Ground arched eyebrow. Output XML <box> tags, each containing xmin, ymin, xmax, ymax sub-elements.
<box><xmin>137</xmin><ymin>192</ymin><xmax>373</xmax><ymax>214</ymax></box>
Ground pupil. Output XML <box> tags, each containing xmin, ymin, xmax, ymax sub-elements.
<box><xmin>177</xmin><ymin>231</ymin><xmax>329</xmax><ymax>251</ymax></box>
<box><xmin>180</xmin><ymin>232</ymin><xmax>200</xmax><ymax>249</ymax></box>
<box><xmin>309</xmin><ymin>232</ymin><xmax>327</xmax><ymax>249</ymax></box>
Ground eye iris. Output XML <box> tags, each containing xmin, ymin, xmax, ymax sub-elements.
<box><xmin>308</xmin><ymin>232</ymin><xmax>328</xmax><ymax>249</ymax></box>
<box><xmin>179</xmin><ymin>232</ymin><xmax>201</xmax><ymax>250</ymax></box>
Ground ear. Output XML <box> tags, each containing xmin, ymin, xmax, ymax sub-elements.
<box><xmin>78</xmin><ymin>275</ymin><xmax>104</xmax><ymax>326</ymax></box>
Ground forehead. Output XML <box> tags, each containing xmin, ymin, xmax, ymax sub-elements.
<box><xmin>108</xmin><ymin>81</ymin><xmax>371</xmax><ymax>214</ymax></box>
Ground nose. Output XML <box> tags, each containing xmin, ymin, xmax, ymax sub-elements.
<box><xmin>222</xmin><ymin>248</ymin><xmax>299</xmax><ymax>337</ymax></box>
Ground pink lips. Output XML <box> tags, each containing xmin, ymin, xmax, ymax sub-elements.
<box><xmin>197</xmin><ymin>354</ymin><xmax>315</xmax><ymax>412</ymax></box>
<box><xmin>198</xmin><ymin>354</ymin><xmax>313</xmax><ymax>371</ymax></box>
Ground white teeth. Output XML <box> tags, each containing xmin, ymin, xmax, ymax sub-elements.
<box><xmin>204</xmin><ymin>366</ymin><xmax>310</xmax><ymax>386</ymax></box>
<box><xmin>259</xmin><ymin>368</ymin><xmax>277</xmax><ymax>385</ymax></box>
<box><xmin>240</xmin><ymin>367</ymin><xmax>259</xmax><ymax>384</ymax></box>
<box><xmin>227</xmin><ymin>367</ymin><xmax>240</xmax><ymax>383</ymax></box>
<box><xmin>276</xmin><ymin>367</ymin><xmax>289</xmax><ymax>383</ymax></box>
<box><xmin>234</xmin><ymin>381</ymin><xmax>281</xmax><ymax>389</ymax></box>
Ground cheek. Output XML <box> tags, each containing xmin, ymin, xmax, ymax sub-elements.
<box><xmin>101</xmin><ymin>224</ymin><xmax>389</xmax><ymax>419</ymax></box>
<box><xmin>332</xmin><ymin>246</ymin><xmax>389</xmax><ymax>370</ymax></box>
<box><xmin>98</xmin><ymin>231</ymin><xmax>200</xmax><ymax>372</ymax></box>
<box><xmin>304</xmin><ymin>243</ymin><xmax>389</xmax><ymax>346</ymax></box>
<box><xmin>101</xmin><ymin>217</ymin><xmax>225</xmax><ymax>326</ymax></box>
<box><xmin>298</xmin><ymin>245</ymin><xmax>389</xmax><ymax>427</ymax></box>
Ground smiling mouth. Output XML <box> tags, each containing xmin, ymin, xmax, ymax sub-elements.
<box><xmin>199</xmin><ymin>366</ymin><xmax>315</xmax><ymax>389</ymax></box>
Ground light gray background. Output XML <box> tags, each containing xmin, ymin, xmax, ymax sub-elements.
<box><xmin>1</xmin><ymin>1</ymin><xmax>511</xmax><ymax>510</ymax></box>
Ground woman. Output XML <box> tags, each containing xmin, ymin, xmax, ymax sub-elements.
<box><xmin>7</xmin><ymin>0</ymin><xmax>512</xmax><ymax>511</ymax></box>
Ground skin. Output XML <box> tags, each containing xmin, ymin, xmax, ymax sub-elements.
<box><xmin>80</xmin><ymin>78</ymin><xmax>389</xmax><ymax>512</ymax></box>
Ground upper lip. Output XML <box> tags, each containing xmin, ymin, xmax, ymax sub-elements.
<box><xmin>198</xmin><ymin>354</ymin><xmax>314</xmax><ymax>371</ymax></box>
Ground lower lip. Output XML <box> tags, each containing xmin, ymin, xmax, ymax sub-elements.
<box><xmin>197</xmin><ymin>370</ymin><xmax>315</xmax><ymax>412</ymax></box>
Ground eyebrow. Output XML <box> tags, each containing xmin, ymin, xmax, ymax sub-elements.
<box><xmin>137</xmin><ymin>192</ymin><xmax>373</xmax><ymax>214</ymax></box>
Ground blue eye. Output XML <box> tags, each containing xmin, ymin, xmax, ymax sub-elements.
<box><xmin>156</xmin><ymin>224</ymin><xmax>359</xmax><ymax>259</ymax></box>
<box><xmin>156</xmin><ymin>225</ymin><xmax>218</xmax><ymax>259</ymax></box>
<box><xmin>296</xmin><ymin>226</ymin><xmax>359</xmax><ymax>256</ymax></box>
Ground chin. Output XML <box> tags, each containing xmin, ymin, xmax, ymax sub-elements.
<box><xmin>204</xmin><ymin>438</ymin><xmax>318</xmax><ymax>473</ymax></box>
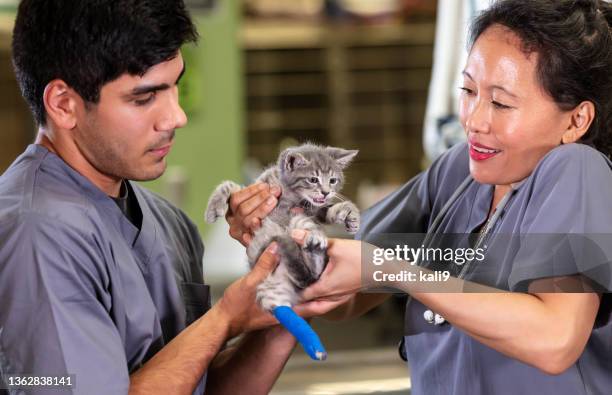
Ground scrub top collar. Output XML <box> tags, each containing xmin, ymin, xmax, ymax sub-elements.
<box><xmin>30</xmin><ymin>144</ymin><xmax>158</xmax><ymax>270</ymax></box>
<box><xmin>466</xmin><ymin>177</ymin><xmax>527</xmax><ymax>234</ymax></box>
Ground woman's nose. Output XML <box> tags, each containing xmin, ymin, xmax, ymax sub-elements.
<box><xmin>465</xmin><ymin>99</ymin><xmax>490</xmax><ymax>134</ymax></box>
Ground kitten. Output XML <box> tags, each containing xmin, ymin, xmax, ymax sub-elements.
<box><xmin>205</xmin><ymin>143</ymin><xmax>360</xmax><ymax>311</ymax></box>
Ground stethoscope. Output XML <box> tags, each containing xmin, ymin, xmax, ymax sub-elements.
<box><xmin>416</xmin><ymin>175</ymin><xmax>518</xmax><ymax>325</ymax></box>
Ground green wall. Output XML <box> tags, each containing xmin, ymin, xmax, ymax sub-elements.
<box><xmin>142</xmin><ymin>1</ymin><xmax>244</xmax><ymax>237</ymax></box>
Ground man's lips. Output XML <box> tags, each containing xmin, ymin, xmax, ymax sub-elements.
<box><xmin>149</xmin><ymin>144</ymin><xmax>172</xmax><ymax>156</ymax></box>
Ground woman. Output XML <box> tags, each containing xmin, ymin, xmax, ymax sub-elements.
<box><xmin>229</xmin><ymin>0</ymin><xmax>612</xmax><ymax>393</ymax></box>
<box><xmin>295</xmin><ymin>1</ymin><xmax>612</xmax><ymax>394</ymax></box>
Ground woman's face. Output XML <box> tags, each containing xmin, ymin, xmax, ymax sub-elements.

▶ _EXERCISE INSTRUCTIONS_: Copy every entry above exactly as it stands, but leave the pictures out.

▶ _RESULT BELOW_:
Ground arched eyebrow. Output XML <box> tags, each containing xmin, ymin, xmax, ymax sub-elements.
<box><xmin>137</xmin><ymin>192</ymin><xmax>373</xmax><ymax>214</ymax></box>
Ground pupil. Output XML <box> tags, each containing xmin, ymin, xmax, ymax sub-elements.
<box><xmin>177</xmin><ymin>231</ymin><xmax>329</xmax><ymax>251</ymax></box>
<box><xmin>180</xmin><ymin>232</ymin><xmax>200</xmax><ymax>249</ymax></box>
<box><xmin>309</xmin><ymin>232</ymin><xmax>327</xmax><ymax>249</ymax></box>
Ground eye iris. Output XML <box> tags, each containing xmin, ymin, xmax, ymax sub-elements.
<box><xmin>308</xmin><ymin>232</ymin><xmax>328</xmax><ymax>249</ymax></box>
<box><xmin>179</xmin><ymin>232</ymin><xmax>201</xmax><ymax>250</ymax></box>
Ground ear. Output XML <box> tags, each containing xmin, ymin, xmax, ymax sub-elements.
<box><xmin>78</xmin><ymin>275</ymin><xmax>104</xmax><ymax>326</ymax></box>
Ground forehead. Output XML <box> tags, each containing xmin, ymin, xmax, ymax sub-elements.
<box><xmin>108</xmin><ymin>81</ymin><xmax>371</xmax><ymax>214</ymax></box>
Ground nose. Output XML <box> tags, each containing xmin, ymin, xmax, ymax sub-elements.
<box><xmin>222</xmin><ymin>248</ymin><xmax>299</xmax><ymax>337</ymax></box>
Ground pink lips. Output XML <box> tags, each containing xmin, ymin, xmax, ymax sub-elements.
<box><xmin>197</xmin><ymin>354</ymin><xmax>315</xmax><ymax>412</ymax></box>
<box><xmin>198</xmin><ymin>354</ymin><xmax>313</xmax><ymax>371</ymax></box>
Ground white teeth. Output XML <box> tags, each containing xmin, ymin, xmax, ymax sub-elements.
<box><xmin>204</xmin><ymin>366</ymin><xmax>310</xmax><ymax>386</ymax></box>
<box><xmin>259</xmin><ymin>368</ymin><xmax>277</xmax><ymax>385</ymax></box>
<box><xmin>240</xmin><ymin>367</ymin><xmax>259</xmax><ymax>384</ymax></box>
<box><xmin>227</xmin><ymin>367</ymin><xmax>240</xmax><ymax>383</ymax></box>
<box><xmin>276</xmin><ymin>367</ymin><xmax>289</xmax><ymax>383</ymax></box>
<box><xmin>234</xmin><ymin>381</ymin><xmax>281</xmax><ymax>389</ymax></box>
Ground cheek. Output XML <box> tags, each containing xmin, ymin, xmax, ymax sub-elements.
<box><xmin>101</xmin><ymin>224</ymin><xmax>389</xmax><ymax>419</ymax></box>
<box><xmin>332</xmin><ymin>246</ymin><xmax>389</xmax><ymax>370</ymax></box>
<box><xmin>98</xmin><ymin>231</ymin><xmax>200</xmax><ymax>372</ymax></box>
<box><xmin>304</xmin><ymin>243</ymin><xmax>389</xmax><ymax>346</ymax></box>
<box><xmin>101</xmin><ymin>217</ymin><xmax>225</xmax><ymax>326</ymax></box>
<box><xmin>298</xmin><ymin>245</ymin><xmax>389</xmax><ymax>427</ymax></box>
Ground smiling mouth. Output XML <box> tags, each containing xmin, ymin, xmax, ymax sub-elements.
<box><xmin>199</xmin><ymin>366</ymin><xmax>315</xmax><ymax>389</ymax></box>
Ground light gray background. Output XML <box> tags, each containing xmin, ymin, xmax, ymax sub-elements.
<box><xmin>1</xmin><ymin>1</ymin><xmax>511</xmax><ymax>510</ymax></box>
Ground woman. Output XML <box> tags, each containing xmin, ymin, xmax, ymax sub-elements.
<box><xmin>7</xmin><ymin>0</ymin><xmax>512</xmax><ymax>511</ymax></box>
Ground skin. Output XML <box> tags, each containing xmin, ymin, xmax, ymax sub-elements.
<box><xmin>80</xmin><ymin>78</ymin><xmax>389</xmax><ymax>512</ymax></box>
Ground upper lip. Output XML <box> tags, each containing xmin, ymin, xmax, ymax sub-elements.
<box><xmin>198</xmin><ymin>354</ymin><xmax>314</xmax><ymax>371</ymax></box>
Ground lower lip. Output XML <box> tags, each containing xmin, ymin, xmax, ymax sub-elements.
<box><xmin>197</xmin><ymin>370</ymin><xmax>315</xmax><ymax>412</ymax></box>
Ground eyebrow. Output XML <box> tags, each containing xmin, ymin, xmax, ymax sub-elements.
<box><xmin>137</xmin><ymin>192</ymin><xmax>373</xmax><ymax>214</ymax></box>
Ground blue eye. Output XML <box> tags, each containing xmin, ymin, xmax, ymax sub-elements.
<box><xmin>156</xmin><ymin>224</ymin><xmax>359</xmax><ymax>259</ymax></box>
<box><xmin>156</xmin><ymin>225</ymin><xmax>218</xmax><ymax>259</ymax></box>
<box><xmin>296</xmin><ymin>226</ymin><xmax>359</xmax><ymax>256</ymax></box>
Ground chin. Output XML <box> tags, each containing xmin, ymin, xmax, ymax sub-elements.
<box><xmin>204</xmin><ymin>438</ymin><xmax>318</xmax><ymax>473</ymax></box>
Ground scrub top collar. Output XML <box> tags, each containing xmin, ymin, xmax, ymax sub-elements.
<box><xmin>30</xmin><ymin>144</ymin><xmax>158</xmax><ymax>270</ymax></box>
<box><xmin>466</xmin><ymin>177</ymin><xmax>527</xmax><ymax>234</ymax></box>
Ground woman's nose. Output XML <box> tags, each containing xmin, ymin, xmax, ymax sub-elements.
<box><xmin>465</xmin><ymin>99</ymin><xmax>490</xmax><ymax>134</ymax></box>
Ground kitten. Output XML <box> tags, each containing xmin, ymin, xmax, ymax sub-elements.
<box><xmin>205</xmin><ymin>143</ymin><xmax>360</xmax><ymax>311</ymax></box>
Ground stethoscope. Output XML <box> tags, each containing xmin, ymin, xmax, ymax sub-elements.
<box><xmin>416</xmin><ymin>175</ymin><xmax>518</xmax><ymax>325</ymax></box>
Ground green wall. Output XML <box> tags, each containing xmin, ymin, xmax, ymax sub-elements.
<box><xmin>142</xmin><ymin>1</ymin><xmax>244</xmax><ymax>237</ymax></box>
Ground man's lips. Output XML <box> tags, each containing xmin, ymin, xmax, ymax sub-elements.
<box><xmin>149</xmin><ymin>144</ymin><xmax>172</xmax><ymax>156</ymax></box>
Ground woman. Output XML <box> tags, each containing xmin, ymin, xmax, ymax sub-elements.
<box><xmin>229</xmin><ymin>0</ymin><xmax>612</xmax><ymax>393</ymax></box>
<box><xmin>295</xmin><ymin>1</ymin><xmax>612</xmax><ymax>394</ymax></box>
Ground woman's face. Output XML <box> tags, each containing xmin, ymin, xmax, ymax sub-elements.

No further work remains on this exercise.